**Actions to take**
- 1) Based on the comment on dollar depreciation, state whether each statement agrees with it: (a) The global oil trade is priced in US dollars. (b) Most US foreign investment is in financial services. (c) Trillions flowed into US financial markets in the early 2000s. Answer yes or no for each and quote the deciding words.
- 2) Put the stretch of entries from their start through the line containing "column 1222, row 795", both ends included, into a numbered list. Omit blank lines and leave out the pictures.

## begin Text

Posted by: yellow on Oct 6, 2009 1:58 PM   
Current rating: 3    [1 = poor; 5 = excellent]
So just why does the rest of the world tolerate the long bouts of dollar depreciation? It trims billions, if not trillions, off the value of foreign investors' already low yielding financial assets in the US and has been a stealthful method by which to cheapen foreign debt as Nixon realized in 1971 when the gold standard was ditched and which the Chinese and others are now discovering? The answer is Dollar imperialism. The US dollar is held up as an international medium of exchange regardless of its stability because of US geo-political power to dictate the terms of international trade and political agreeements.

The global oil trade is priced in US dollars. Furthermore, many countries rely on the US for security and weapons transfers; many countries' economies rely on an inflow of US dollars due to a mammoth US military presence. Because most US foreign investment is in manufacturing and other forms of production, these countries require dollars to sustain their economies. The US domestic market is the world's largest and is thus the US is the "buyer of last resort." Thus, foreign central banks, like that of China, invest in US Treasury Securities to (a)support the value of the US Dollar and, (b)protect their export markets. Finally, US financial securities are among the safest in the world despite their low returns; trillions flooded into US financial markets in the early 2000s despite the recession because of this fact.

## end Text
## begin Material for the task

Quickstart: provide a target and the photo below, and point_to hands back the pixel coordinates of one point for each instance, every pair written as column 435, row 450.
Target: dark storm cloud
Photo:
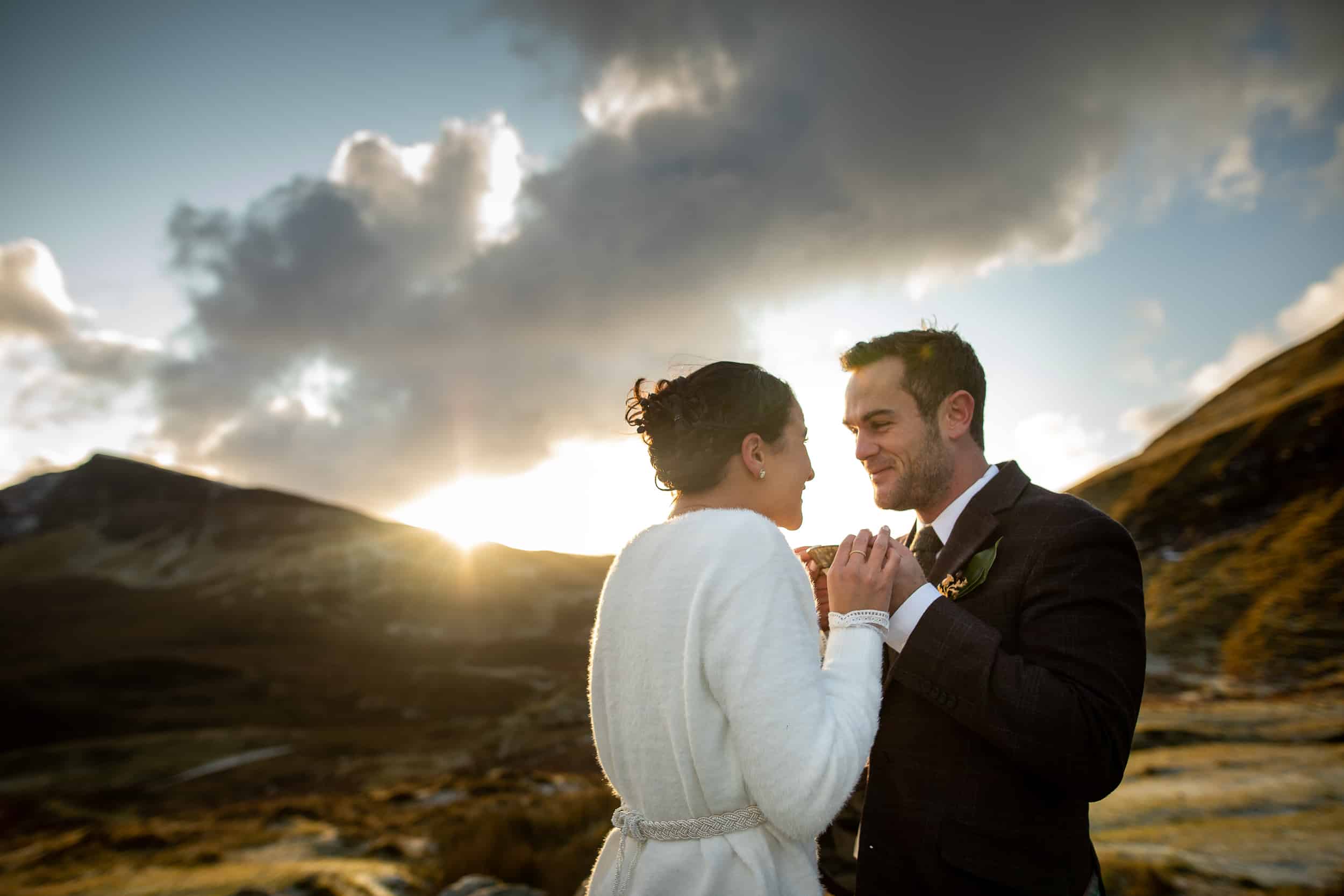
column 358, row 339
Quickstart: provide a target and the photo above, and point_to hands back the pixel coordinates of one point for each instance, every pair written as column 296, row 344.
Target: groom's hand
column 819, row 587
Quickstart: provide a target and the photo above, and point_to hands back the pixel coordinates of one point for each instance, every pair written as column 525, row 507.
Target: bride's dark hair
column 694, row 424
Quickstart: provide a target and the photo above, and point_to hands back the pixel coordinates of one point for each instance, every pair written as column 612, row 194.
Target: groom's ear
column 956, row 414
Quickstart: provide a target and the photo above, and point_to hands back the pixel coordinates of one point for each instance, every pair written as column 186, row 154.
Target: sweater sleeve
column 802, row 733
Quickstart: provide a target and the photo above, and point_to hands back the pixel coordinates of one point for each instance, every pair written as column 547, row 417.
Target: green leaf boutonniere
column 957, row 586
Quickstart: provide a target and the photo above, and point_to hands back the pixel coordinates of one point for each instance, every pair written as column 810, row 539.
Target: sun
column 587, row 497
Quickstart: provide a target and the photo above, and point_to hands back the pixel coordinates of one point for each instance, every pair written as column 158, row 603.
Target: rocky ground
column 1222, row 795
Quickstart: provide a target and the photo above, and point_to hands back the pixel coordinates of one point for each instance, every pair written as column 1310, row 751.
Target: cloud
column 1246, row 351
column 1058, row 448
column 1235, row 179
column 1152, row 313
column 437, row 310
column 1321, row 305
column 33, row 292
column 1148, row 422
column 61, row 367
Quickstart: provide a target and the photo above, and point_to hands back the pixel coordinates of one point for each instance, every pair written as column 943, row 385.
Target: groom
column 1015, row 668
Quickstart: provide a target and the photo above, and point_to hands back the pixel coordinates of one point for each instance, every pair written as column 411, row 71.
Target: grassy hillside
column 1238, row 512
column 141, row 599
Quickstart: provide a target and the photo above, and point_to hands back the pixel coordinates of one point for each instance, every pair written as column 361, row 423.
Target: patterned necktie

## end Material for the task

**Answers for the exercise**
- 1)
(a) Yes: "The global oil trade is priced in US dollars."
(b) No: "most US foreign investment is in manufacturing and other forms of production"
(c) Yes: "trillions flooded into US financial markets in the early 2000s despite the recession"

- 2)
1. Quickstart: provide a target and the photo below, and point_to hands back the pixel coordinates of one point for each instance, every pair written as column 435, row 450.
2. Target: dark storm cloud
3. Photo:
4. column 358, row 339
5. Quickstart: provide a target and the photo above, and point_to hands back the pixel coordinates of one point for each instance, every pair written as column 296, row 344.
6. Target: groom's hand
7. column 819, row 587
8. Quickstart: provide a target and the photo above, and point_to hands back the pixel coordinates of one point for each instance, every pair written as column 525, row 507.
9. Target: bride's dark hair
10. column 694, row 424
11. Quickstart: provide a target and the photo above, and point_to hands back the pixel coordinates of one point for each instance, every pair written as column 612, row 194.
12. Target: groom's ear
13. column 956, row 414
14. Quickstart: provide a target and the photo above, and point_to hands back the pixel coordinates of one point for each instance, every pair written as column 186, row 154.
15. Target: sweater sleeve
16. column 802, row 733
17. Quickstart: provide a target and the photo above, and point_to hands back the pixel coordinates of one point for each instance, every pair written as column 547, row 417.
18. Target: green leaf boutonniere
19. column 957, row 586
20. Quickstart: provide a target and the photo above, and point_to hands back the pixel coordinates of one point for each instance, every pair written as column 810, row 539.
21. Target: sun
22. column 587, row 497
23. Quickstart: provide a target and the photo above, and point_to hands back the pixel coordinates of one point for each instance, every pair written as column 158, row 603.
24. Target: rocky ground
25. column 1222, row 795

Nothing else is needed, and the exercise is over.